# What the exercise asks
Copy the data below word for word, leaving out the pictures.

# Extracted entries
##############################

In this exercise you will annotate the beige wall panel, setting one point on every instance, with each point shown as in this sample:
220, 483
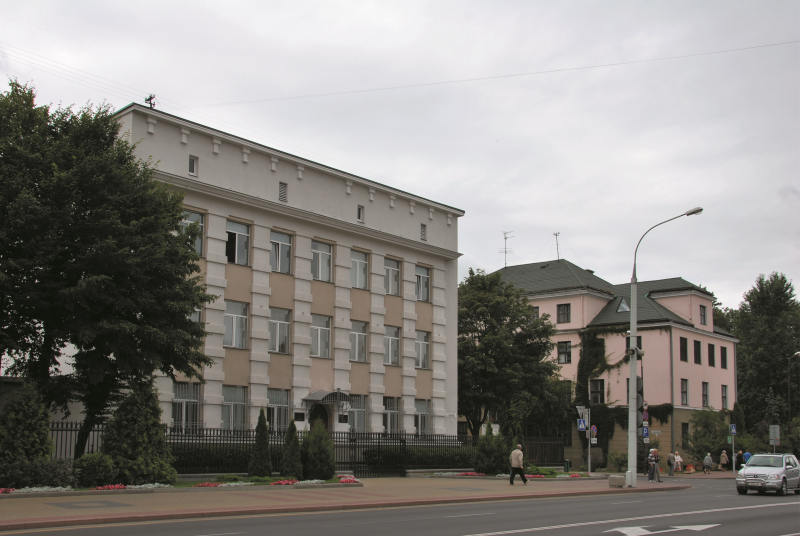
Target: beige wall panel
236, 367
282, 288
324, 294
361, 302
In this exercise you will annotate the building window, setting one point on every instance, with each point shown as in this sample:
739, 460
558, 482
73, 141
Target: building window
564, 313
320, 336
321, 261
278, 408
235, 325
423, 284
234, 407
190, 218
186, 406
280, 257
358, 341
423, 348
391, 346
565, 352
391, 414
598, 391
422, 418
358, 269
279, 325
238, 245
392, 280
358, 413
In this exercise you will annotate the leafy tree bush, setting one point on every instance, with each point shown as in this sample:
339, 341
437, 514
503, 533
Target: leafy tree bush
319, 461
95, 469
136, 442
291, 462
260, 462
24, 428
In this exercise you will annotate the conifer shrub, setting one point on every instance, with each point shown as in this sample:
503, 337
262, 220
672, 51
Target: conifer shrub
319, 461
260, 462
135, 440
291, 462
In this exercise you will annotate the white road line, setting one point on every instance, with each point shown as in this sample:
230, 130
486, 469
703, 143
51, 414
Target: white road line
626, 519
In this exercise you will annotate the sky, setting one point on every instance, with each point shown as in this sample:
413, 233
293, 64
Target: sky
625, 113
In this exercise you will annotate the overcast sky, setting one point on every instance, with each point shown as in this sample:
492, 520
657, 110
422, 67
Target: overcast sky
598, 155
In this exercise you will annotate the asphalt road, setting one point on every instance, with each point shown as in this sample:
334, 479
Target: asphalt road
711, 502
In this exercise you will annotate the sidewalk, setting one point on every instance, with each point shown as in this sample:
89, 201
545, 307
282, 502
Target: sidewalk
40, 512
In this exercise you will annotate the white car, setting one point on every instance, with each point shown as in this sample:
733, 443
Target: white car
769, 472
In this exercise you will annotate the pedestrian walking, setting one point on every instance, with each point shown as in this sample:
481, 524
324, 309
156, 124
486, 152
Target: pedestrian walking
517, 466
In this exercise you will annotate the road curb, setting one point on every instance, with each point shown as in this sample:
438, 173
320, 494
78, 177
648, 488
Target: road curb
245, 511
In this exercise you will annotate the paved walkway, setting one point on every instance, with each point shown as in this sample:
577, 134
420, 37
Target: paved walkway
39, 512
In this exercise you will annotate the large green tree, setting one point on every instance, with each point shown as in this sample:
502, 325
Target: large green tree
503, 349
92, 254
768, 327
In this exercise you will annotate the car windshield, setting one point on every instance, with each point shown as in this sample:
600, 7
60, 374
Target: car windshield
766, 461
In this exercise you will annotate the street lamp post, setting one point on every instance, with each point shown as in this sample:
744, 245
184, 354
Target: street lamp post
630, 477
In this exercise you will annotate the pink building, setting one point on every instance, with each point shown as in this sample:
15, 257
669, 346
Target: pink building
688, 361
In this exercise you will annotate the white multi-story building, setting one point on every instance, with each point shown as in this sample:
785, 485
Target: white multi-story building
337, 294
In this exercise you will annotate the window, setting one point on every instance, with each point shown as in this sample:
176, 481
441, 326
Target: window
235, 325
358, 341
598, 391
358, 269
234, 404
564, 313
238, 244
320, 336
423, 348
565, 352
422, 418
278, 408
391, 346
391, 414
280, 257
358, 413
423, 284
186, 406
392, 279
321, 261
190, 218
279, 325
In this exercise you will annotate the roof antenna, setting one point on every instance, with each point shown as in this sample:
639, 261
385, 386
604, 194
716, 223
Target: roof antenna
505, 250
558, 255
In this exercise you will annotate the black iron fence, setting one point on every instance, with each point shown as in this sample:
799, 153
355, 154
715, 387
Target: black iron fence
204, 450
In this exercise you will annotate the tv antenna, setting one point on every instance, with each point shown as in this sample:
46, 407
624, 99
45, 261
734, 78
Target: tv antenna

##############################

# Response to the exercise
In this exercise you will annotate the beige wall panel, setting one point on every instance, with each point shown as in this sample:
220, 483
Target: beige wall panel
236, 367
282, 288
324, 294
361, 302
In this exercise you will annotate the building window, setting one point on every instance, with each point shown as in this sample:
739, 460
558, 482
73, 141
Target: building window
564, 313
320, 336
321, 261
278, 408
235, 325
423, 284
234, 407
190, 218
186, 406
280, 257
358, 341
423, 348
391, 346
565, 352
391, 414
598, 391
422, 418
358, 269
279, 325
238, 245
392, 280
358, 413
In this exercise you will annotate the leafy tree bush, setting one point on every instance, with each point shown as in this sample:
339, 341
437, 514
503, 533
Target: leafy tree bush
319, 461
95, 469
136, 442
291, 462
260, 462
24, 428
In this exercise you will annotate the conifer shrub, setting one point on every instance, with each point shown as in this sample:
503, 337
262, 220
672, 51
Target: conifer shrub
319, 461
260, 462
135, 440
291, 462
In this exercise you will annotate the white road line, setting one point on every instance, with each point shown as in this sample:
230, 130
486, 469
703, 143
51, 414
Target: white road line
626, 519
In this exercise you will annotate the sky, setting one point on every instance, with each point shown as in this sample:
413, 233
293, 64
Target: sky
625, 113
In this exercise you will annotate the overcast sky, setting one point on every instance, with each point shown as in this sample:
492, 520
657, 110
422, 67
Target: overcast sky
598, 155
In this exercise you will annotate the asphalt road, setting one point on every instance, with each point shown as in this sample:
334, 479
Target: asphalt road
711, 502
In this exercise you will annotate the sidewalk, setting one point on every instance, with each point shown as in this sample:
89, 201
545, 307
282, 502
Target: sidewalk
40, 512
In this exercise you will annotate the white car, setting one point on every instance, with each point shown as in this sample:
733, 443
Target: white car
769, 472
In this exercise you will annotate the pedestrian walking, setting one point on every instance, with each point shown as in this sample:
481, 524
324, 309
156, 124
486, 152
Target: pedestrian walking
517, 466
In this exercise you will annotate the road curb, setting one point on every instance, with each point shown as in this sample:
438, 173
320, 494
78, 177
648, 488
Target: road curb
245, 511
In this exercise you will annotate the paved walkway, setting one point on every instance, with each point shown as in this sample:
577, 134
420, 37
Target: paved walkway
39, 512
In this exercise you will annotate the large green tree, setting one point on every instance, with each point shown as in this sample:
502, 325
Target: large green tree
503, 349
92, 254
768, 327
In this exercise you will annotate the car windshield, setting one point on every instance, with each point shown as in this sample:
600, 7
60, 374
Target: car windshield
766, 461
In this exercise you will annotate the street lamp post, setting one point on every instance, with each point shown as in this sample:
744, 245
184, 354
Target: street lamp post
630, 477
In this exercise you will annotate the pink building, setting one point on every instance, with each point shown as in this sample:
15, 257
669, 346
Target: pink building
688, 361
In this exercise you will annotate the white multi-story building, setting one point on every instance, with each point shown as in this sample:
785, 485
Target: white multi-story building
337, 294
In this exercise you will annotate the window, setting one point on every instance, with each point shown as in this sample:
176, 481
441, 326
Target: window
235, 325
358, 341
598, 391
358, 269
234, 404
564, 313
238, 244
320, 336
423, 348
565, 352
422, 418
278, 408
391, 346
391, 414
280, 257
358, 413
423, 284
186, 406
392, 279
321, 261
190, 218
279, 325
In this exercise you will annotate the roof antenna, setting one point on every instance, with each point shown as in this sample:
639, 261
385, 386
604, 194
716, 223
Target: roof antenna
505, 250
558, 255
In this exercise you will annotate the black iron fence, setting one point on every instance, with each point shown as in this sample:
799, 153
355, 154
715, 387
Target: black iron fence
204, 450
In this exercise you will annotate the tv antenna, setting one point on every instance, with each point shown as in this sample:
46, 407
624, 99
45, 261
734, 78
Target: tv antenna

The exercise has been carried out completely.